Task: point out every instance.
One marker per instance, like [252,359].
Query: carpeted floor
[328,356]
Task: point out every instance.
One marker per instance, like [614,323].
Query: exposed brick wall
☆ ☆ ☆ ☆ ☆ ☆ ☆
● **TASK STATEMENT**: All lines from the one that holds "One marker per instance, like [252,359]." through the end of the material, both ends included, should be restated exactly.

● **RESPONSE**:
One marker per instance, like [252,359].
Query: carpeted floor
[328,356]
Task: point out every instance.
One marker per instance, like [614,323].
Query: exposed brick wall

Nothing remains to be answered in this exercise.